Problem description:
In the forum thread on replacing a car starter, about how much did the remanufactured starter from PepBoys cost?

Source excerpt:
────────────────────────────────────────

Starter is not difficult to replace. I had to ask the forum for help on locating it on the car. But then it was easy. I had the car on ramps because I needed to work both from the top and from below. A remanufactured starter at PepBoys set me back about $160.


----------



## stancho (Aug 26, 2006)

Here is my starter installation thread:
http://www.nissanforums.com/l30-199...ter-2000-nissan-altima.html?highlight=starter


----------



## Ryan's Altima (Aug 29, 2006)

Thank you much everyone. I think I'm going to give it a shot this weekend after reading that thread.


----------



## Ryan's Altima (Aug 29, 2006)

Ok, a little delayed here, its still working fine, but can anyone point me to a good direction to buy a quality yet on the cheap side starter off the net. My friend was telling me not to go to napa and I would be better off finding a starter somewhere else. Any pointers, good websites you guys go to?


----------



## MickeyKnox (Jun 17, 2006)

Ryan's Altima said:


> Ok, a little delayed here, its still working fine, but can anyone point me to a good direction to buy a quality yet on the cheap side starter off the net. My friend was telling me not to go to napa and I would be better off finding a starter somewhere else. Any pointers, good websites you guys go to?


first take out your starter and have autozone test it. maybe it's a bad contact. but my starter went bad just like you describe it. sometimes it started sometimes did not. eventually it did not start. good test is to knock the starter with a hummer or something like that. if it starts after the knock then it's definitely a starter. 
I have autozone starter with life time warranty. I changed it 4 years ago back when I did not know autozone sells shit. so after 3 years it went bad. because I had life time warranty I got new one for free. so life time warranty is great. also autozone starter starts my car like .5 second slower than original. 
abcnissanwholesale.com has it for 157$ + 60$ core charge. and this is genuine nissan starter( I assume remanufactured since there is core charge).


----------



## stancho (Aug 26, 2006)

If you are looking to save money, you may try dissasembling the starter, cleaning it well and lubricating it. This may help. I should've tried that before replacing my starter.


----------

────────────────────────────────────────

Stored data:

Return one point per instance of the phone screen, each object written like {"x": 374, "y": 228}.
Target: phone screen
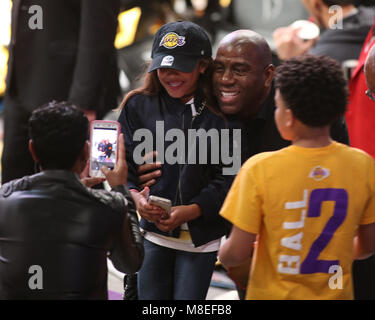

────────────────────────────────────────

Result of this exercise:
About $160.